Could you edit the items below so that "pin a point on" becomes "place a marker on" everywhere it occurs, with nothing else altered?

Provided data:
:::::
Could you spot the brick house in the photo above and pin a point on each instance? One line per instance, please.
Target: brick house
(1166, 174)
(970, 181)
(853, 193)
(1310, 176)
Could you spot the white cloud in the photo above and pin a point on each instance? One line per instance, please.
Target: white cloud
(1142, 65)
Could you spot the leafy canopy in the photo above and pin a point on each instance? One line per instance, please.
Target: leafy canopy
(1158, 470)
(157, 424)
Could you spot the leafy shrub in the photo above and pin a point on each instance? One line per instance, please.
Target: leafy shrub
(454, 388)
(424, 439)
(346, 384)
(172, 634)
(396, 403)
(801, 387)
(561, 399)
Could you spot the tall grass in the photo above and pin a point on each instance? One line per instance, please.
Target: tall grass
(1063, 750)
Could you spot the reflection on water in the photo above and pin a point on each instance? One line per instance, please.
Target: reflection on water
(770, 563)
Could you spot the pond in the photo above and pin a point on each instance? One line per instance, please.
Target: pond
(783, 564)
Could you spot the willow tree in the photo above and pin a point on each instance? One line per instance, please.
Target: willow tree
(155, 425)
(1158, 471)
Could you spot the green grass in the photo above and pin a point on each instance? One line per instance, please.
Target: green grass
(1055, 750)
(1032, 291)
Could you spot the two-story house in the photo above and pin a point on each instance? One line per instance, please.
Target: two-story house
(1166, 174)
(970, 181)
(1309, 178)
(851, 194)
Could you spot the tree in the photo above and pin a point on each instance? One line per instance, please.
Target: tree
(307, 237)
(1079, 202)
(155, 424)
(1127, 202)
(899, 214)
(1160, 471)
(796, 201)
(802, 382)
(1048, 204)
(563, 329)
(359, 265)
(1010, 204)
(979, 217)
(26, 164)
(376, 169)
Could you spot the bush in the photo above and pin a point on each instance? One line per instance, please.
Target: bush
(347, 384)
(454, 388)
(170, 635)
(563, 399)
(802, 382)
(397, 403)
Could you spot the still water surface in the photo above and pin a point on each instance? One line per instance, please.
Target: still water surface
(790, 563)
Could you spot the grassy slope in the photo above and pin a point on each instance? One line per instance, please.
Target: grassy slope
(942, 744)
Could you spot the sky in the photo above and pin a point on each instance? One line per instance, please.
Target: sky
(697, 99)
:::::
Result of this task:
Could you spot the brick house in the photo above and place a marker on each instance? One line per instance, please.
Target: brick house
(1166, 174)
(970, 181)
(853, 193)
(1310, 176)
Could you spot the white cloud in the photo above and place a marker on each instance? One line per instance, please.
Target: white cloud
(1142, 65)
Could you spot the leafy canopy in the photo above and place a marker on each instance? One line per instance, please.
Target: leafy canopy
(1158, 470)
(157, 424)
Could you spot the leafy shrub in the photo above and place a marker on each instance? One line per instance, please.
Target: leafy shrub
(454, 388)
(424, 439)
(346, 384)
(172, 634)
(396, 403)
(801, 387)
(561, 399)
Could you spot the tall grass in the photo above and place a marker on each instance? One line per instance, please.
Target: tall grass
(1063, 750)
Could you spot the reflection on water in the photo above and place a marker on each instance? One line per instance, please.
Target: reflection on water
(770, 563)
Could you spot the pond in the photo above and place a marker on each instance? One line per instance, please.
Target: pond
(783, 564)
Could you spot the willow tree in the photo above and place a marker on each instance? One line per instance, please.
Target: willow tree
(155, 425)
(1158, 471)
Could you spot the green grass in the photo above and place a marker on each instance? One line per instance, please.
Target: green grass
(1055, 750)
(1032, 291)
Could you spot the two-story house in the photo above and place a marker on each instance? One line per instance, please.
Target: two-story house
(1166, 174)
(970, 181)
(1309, 178)
(851, 194)
Could you spot the tree in the photo above and place a marker on each instance? One line per instance, please.
Target: tree
(307, 237)
(1079, 202)
(155, 424)
(1127, 202)
(899, 214)
(1160, 471)
(796, 201)
(802, 382)
(1048, 204)
(563, 329)
(359, 265)
(1010, 204)
(979, 217)
(26, 164)
(376, 169)
Could you spot the bush in the photo above and place a marker on each instance? One line per instance, please.
Target: bush
(347, 384)
(454, 388)
(170, 635)
(563, 399)
(802, 382)
(397, 403)
Could you spot the still water surface in the photo above and place a marker on each instance? One line per instance, please.
Target: still water surface
(790, 563)
Could you spot the grassy slope in the photo above and place a marker on each instance? One line per instance, please.
Target: grassy slope
(942, 744)
Could you spot the sky in the photo above and place a marker on each instance? One line per instance, please.
Target: sky
(697, 99)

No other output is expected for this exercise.